» Leestekst
:::::

Appellant heeft op 7 juni 2018 bij het college een aanvraag om bijzondere bijstand ingediend voor de kosten van tandheelkundige zorg en de kosten van een koelkast.
1.2.
Bij besluit van 8 augustus 2018, na bezwaar gehandhaafd bij besluit van 14 januari 2019 (bestreden besluit), heeft het college de aanvraag om bijzondere bijstand afgewezen. Het college heeft aan bestreden besluit ten grondslag dat geen bijzondere bijstand wordt verleend voor de kosten van tandheelkundige zorg omdat de Zorgverzekeringswet (Zvw) als een aan de Participatiewet (PW) voorliggende, passende en toereikende voorziening moet worden beschouwd. Wat betreft de kosten van de koelkast heeft het college overwogen dat hiervoor geen bijzondere bijstand kan worden verleend, omdat de kosten op het moment van de aanvraag al door appellant waren voldaan.
2. Bij de aangevallen uitspraak heeft de rechtbank het beroep tegen het bestreden besluit ongegrond verklaard. Met het college is de rechtbank van oordeel dat de Zvw voor de kosten van medische zorg als een aan de PW voorliggende, toereikende en passende voorziening moet worden beschouwd. Verder heeft het college naar het oordeel van de rechtbank terecht overwogen dat vergoeding van de kosten voor tandheelkundige zorg op grond van gemeentelijk beleid evenmin mogelijk is. Op grond van artikel 6, eerste en tweede lid, van de Beleidsregel individuele bijzondere bijstand Heerlen 2018 moet bij medische kosten worden uitgegaan van de vergoeding die op grond van de gemeentelijke collectieve zorgverzekering mogelijk is en kan, als de gemeentelijke collectieve zorgverzekering bepaalde medische kosten niet (geheel) dekt, bijzondere bijstand worden toegekend als sprake is van een medische noodzaak en bijzondere (medische) omstandigheden. Uit het vergoedingenoverzicht van de gemeentelijke collectieve zorgverzekering is gebleken dat appellant de kosten voor tandheelkundige zorg volledig vergoed had kunnen krijgen, indien hij had deelgenomen aan de gemeentelijke collectieve zorgverzekering. Dat appellant vanwege een betalingsachterstand geen gebruik heeft kunnen maken van de gemeentelijke collectieve zorgverzekering komt voor zijn risico en maakt dus niet dat er geen sprake is van een passende, voorliggende voorziening. Voorts is de rechtbank niet gebleken dat sprake was van een medische noodzaak of bijzondere (medische) omstandigheden, nu uit de factuur die bij de aanvraag is gevoegd, blijkt dat de kosten van tandheelkundige zorg betrekking hebben op een periodieke controle, waarbij het gebit van appellant is gereinigd. Wat betreft de kosten van de koelkast heeft de rechtbank met het college overwogen dat de kosten ten tijde van de aanvraag al waren voldaan en dat om die reden op grond van artikel 35, eerste lid, van de PW geen recht bestaat op bijzondere bijstand voor deze kosten.

:::::

» Gegeven informatie

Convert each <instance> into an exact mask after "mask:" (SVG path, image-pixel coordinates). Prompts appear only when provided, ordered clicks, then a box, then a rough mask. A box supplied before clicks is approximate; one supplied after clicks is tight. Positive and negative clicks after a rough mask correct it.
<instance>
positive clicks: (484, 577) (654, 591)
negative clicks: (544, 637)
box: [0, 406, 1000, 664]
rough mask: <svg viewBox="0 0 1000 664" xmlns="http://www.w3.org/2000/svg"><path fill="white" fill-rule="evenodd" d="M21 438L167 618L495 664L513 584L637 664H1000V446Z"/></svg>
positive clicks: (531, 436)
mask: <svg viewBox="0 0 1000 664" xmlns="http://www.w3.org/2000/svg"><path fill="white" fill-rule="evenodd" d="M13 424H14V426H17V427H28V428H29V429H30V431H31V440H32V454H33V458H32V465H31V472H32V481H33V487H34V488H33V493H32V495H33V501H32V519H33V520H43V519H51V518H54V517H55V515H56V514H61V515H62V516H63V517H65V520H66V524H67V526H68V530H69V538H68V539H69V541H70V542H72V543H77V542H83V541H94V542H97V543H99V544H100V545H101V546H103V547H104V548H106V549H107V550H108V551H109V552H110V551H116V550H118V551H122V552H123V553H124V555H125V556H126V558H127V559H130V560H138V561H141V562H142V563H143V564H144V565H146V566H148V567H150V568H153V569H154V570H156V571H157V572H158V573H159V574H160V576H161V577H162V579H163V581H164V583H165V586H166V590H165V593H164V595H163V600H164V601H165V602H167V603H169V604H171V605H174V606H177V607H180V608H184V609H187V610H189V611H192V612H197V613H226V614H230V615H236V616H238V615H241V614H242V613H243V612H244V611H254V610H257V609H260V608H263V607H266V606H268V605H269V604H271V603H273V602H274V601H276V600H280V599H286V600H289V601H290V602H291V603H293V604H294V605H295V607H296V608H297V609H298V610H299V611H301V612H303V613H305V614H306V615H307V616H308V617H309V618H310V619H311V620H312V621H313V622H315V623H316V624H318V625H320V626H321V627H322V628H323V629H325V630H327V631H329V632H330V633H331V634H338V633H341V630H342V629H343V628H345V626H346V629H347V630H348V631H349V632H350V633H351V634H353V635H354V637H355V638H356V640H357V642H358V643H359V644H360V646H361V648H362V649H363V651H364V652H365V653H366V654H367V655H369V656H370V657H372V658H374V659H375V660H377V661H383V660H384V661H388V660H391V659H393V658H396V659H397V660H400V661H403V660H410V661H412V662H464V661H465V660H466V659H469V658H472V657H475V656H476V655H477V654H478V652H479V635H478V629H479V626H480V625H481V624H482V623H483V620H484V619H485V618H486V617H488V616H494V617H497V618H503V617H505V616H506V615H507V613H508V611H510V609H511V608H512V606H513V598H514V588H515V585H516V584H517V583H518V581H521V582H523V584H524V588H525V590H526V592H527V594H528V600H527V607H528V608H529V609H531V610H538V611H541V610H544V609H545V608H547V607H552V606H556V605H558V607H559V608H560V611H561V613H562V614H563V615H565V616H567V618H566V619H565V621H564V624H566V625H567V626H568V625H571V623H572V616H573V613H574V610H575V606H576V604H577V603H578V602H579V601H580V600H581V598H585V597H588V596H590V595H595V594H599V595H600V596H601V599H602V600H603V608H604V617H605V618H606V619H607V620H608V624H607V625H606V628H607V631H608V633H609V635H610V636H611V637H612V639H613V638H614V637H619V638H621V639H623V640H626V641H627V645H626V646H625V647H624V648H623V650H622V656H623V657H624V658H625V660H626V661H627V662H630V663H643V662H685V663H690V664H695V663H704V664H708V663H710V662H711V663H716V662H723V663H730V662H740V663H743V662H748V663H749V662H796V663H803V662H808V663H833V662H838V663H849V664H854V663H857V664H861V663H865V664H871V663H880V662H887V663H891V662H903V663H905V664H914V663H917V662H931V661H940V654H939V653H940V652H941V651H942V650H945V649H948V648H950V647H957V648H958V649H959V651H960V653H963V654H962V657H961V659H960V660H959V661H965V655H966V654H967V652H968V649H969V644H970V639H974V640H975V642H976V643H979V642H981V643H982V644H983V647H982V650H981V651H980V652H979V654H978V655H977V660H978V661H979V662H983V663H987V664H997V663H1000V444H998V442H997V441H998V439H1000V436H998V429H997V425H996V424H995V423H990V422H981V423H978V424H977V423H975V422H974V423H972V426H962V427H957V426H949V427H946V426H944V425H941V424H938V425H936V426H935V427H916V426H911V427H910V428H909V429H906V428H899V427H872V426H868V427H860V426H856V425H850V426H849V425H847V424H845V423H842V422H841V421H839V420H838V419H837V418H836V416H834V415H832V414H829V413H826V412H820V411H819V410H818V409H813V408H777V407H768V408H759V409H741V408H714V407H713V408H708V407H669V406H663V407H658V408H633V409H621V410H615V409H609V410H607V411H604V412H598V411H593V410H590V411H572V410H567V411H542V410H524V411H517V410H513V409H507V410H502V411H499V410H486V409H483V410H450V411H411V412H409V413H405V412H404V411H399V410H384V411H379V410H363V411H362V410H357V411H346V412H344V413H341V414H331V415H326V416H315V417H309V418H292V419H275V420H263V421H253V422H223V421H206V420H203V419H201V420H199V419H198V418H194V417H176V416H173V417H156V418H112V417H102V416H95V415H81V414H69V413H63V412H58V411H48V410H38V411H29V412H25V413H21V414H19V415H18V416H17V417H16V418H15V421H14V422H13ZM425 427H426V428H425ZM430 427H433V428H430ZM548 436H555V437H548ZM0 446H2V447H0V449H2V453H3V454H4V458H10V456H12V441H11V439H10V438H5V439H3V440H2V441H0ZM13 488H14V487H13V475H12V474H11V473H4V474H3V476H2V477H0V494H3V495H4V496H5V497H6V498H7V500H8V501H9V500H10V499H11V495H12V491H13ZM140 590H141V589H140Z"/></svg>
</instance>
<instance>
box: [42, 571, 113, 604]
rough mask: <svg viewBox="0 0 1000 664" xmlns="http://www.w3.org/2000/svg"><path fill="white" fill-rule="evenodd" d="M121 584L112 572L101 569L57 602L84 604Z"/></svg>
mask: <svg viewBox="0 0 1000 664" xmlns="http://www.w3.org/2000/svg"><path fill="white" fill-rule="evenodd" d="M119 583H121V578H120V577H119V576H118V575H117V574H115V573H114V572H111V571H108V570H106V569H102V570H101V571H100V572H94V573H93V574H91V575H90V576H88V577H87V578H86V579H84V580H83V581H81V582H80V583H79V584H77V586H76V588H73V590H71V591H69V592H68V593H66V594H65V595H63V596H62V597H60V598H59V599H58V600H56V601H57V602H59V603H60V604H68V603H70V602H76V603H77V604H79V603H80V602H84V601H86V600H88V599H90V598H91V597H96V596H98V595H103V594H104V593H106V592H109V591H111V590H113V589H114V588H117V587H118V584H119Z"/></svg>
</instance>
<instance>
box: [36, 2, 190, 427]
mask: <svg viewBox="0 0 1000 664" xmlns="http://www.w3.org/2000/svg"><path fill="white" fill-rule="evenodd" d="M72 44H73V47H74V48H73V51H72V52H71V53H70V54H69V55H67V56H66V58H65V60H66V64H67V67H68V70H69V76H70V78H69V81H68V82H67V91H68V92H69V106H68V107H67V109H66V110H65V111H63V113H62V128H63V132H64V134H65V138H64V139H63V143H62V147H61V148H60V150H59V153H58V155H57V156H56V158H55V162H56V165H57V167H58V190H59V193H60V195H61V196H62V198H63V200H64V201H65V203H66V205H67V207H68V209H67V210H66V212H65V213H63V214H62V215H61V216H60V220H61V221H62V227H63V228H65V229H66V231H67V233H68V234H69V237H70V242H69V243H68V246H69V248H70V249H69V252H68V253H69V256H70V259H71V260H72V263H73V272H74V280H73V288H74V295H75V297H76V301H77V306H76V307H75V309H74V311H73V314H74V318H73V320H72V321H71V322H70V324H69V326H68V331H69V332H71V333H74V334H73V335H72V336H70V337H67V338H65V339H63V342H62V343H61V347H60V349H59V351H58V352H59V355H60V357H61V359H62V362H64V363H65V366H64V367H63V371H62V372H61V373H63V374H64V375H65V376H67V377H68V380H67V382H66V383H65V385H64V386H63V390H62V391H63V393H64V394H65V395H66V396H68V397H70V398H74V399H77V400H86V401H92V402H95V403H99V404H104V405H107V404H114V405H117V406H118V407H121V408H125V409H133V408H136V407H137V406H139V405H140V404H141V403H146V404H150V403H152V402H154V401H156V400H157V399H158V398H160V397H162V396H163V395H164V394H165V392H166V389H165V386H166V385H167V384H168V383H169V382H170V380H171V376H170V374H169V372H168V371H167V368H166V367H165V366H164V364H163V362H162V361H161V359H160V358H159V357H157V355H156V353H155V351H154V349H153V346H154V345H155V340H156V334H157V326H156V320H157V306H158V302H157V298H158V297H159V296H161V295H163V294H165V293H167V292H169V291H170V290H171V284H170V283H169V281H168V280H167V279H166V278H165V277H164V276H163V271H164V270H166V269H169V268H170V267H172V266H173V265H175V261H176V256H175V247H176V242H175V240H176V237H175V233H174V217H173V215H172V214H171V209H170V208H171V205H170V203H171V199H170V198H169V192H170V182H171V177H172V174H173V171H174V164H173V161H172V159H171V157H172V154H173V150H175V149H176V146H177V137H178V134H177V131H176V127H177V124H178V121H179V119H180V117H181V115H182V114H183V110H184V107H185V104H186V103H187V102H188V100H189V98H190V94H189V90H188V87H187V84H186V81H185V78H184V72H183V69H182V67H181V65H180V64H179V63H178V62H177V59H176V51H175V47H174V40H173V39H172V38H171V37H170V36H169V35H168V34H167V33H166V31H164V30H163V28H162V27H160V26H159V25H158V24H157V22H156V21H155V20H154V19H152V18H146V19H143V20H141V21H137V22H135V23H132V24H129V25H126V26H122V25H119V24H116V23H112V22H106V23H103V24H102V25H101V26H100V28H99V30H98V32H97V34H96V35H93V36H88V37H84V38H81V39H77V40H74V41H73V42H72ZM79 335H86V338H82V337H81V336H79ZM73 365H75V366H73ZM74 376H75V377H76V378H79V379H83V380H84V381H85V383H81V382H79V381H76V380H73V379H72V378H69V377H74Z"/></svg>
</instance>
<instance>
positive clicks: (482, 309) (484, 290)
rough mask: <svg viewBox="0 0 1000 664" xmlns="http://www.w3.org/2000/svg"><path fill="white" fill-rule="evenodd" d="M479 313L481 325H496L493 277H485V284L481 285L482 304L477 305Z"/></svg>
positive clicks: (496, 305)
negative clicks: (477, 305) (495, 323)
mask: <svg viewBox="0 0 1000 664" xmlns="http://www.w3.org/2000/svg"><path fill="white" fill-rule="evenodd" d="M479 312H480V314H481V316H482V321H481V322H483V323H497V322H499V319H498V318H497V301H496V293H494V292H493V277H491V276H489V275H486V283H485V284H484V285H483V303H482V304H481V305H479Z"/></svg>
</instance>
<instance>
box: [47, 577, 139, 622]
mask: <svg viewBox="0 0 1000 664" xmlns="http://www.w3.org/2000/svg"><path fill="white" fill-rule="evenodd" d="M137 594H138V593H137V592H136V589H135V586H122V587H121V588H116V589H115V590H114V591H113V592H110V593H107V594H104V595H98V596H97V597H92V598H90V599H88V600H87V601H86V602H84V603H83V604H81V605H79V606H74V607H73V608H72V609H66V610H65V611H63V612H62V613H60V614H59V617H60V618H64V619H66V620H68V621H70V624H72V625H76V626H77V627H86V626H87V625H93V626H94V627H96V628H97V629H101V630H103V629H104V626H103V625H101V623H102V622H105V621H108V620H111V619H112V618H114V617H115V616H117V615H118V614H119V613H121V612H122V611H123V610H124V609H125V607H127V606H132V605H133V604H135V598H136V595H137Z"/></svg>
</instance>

:::::

» Opdracht
Beantwoord de volgende vragen over de tekst over bijzondere bijstand:
1. Op welke datum diende appellant de aanvraag om bijzondere bijstand in?
2. Waarom kon volgens het college geen bijzondere bijstand voor de kosten van de koelkast worden verleend?
3. Waarop hadden de kosten van tandheelkundige zorg volgens de factuur bij de aanvraag betrekking?

» Uitwerking
1. Op 7 juni 2018.
2. Omdat appellant de kosten op het moment van de aanvraag al had voldaan.
3. Op een periodieke controle, waarbij het gebit van appellant is gereinigd.